(STORED DATA)
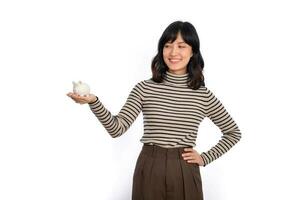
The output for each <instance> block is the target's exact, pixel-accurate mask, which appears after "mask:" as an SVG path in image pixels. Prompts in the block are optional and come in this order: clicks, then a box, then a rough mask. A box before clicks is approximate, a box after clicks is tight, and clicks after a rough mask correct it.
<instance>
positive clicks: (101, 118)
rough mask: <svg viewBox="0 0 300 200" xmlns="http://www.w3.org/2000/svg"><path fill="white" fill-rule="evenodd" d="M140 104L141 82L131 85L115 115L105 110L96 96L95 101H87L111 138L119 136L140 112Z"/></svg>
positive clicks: (102, 104) (99, 100)
mask: <svg viewBox="0 0 300 200" xmlns="http://www.w3.org/2000/svg"><path fill="white" fill-rule="evenodd" d="M142 105H143V91H142V86H141V82H139V83H137V84H136V85H135V86H134V87H133V89H132V90H131V92H130V94H129V96H128V97H127V100H126V102H125V104H124V105H123V107H122V109H121V110H120V111H119V113H118V114H117V115H113V114H112V113H111V112H110V111H109V110H107V109H106V108H105V107H104V105H103V104H102V102H101V101H100V100H99V99H98V97H97V100H96V101H94V102H92V103H89V107H90V109H91V111H92V112H93V113H94V114H95V116H96V117H97V118H98V120H99V121H100V122H101V124H102V125H103V126H104V128H105V129H106V130H107V132H108V133H109V134H110V135H111V137H113V138H116V137H119V136H121V135H122V134H123V133H125V132H126V131H127V130H128V128H129V127H130V126H131V124H132V123H133V122H134V121H135V119H136V118H137V116H138V115H139V113H140V112H141V110H142Z"/></svg>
(End STORED DATA)
WORK TO COMPLETE = How many lines contain the string "instance" with the same letter case? Reply with the number alone.

ANSWER BOX = 2